## Task requirements
Reproduce only the records below from the line with "of the tree" through the end of the records, both ends included and the requests kept. Multiply every coordinate in the answers by 0.65 and round each to a whole number, with halves rounded up.

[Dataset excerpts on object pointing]
* * * *

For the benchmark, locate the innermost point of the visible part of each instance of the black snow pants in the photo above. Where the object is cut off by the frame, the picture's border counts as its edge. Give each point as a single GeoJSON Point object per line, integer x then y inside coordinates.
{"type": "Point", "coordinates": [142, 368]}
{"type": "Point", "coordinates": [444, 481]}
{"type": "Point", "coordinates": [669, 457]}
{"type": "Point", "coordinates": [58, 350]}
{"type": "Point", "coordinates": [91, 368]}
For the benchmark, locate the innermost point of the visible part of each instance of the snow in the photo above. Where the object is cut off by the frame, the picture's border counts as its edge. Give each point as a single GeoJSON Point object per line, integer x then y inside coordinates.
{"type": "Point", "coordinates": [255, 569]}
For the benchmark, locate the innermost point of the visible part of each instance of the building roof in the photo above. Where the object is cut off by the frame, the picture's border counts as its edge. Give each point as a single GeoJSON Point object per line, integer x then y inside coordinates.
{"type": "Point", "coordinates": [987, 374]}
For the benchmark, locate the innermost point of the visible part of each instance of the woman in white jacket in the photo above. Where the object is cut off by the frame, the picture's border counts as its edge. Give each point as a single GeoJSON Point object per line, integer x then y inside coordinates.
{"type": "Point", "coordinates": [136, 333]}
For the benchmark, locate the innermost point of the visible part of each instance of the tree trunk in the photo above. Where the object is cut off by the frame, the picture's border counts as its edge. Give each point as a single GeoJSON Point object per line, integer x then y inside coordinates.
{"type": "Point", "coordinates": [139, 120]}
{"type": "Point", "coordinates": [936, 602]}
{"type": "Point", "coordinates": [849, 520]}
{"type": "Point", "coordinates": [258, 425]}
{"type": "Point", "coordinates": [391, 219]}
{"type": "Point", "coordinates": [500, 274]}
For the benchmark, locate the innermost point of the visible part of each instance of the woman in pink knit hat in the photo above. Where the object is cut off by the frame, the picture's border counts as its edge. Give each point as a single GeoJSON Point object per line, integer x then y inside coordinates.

* * * *

## Solution to the exercise
For the benchmark, locate the innermost point of the visible part of each instance of the tree trunk in the photo above. Where the object is cut off by the frame, the picture's border counts as its edge. Give each point as a single GeoJSON Point object per line, integer x then y inside coordinates.
{"type": "Point", "coordinates": [90, 78]}
{"type": "Point", "coordinates": [608, 391]}
{"type": "Point", "coordinates": [552, 338]}
{"type": "Point", "coordinates": [168, 276]}
{"type": "Point", "coordinates": [254, 142]}
{"type": "Point", "coordinates": [325, 178]}
For the benchmark, locate the innermost point of the visible part of each instance of the woman in pink knit hat in the photo above. Where the object is cut off by the frame, the picture's border counts as its edge. Give each point as a single GeoJSON Point object per line, integer x then y inside coordinates.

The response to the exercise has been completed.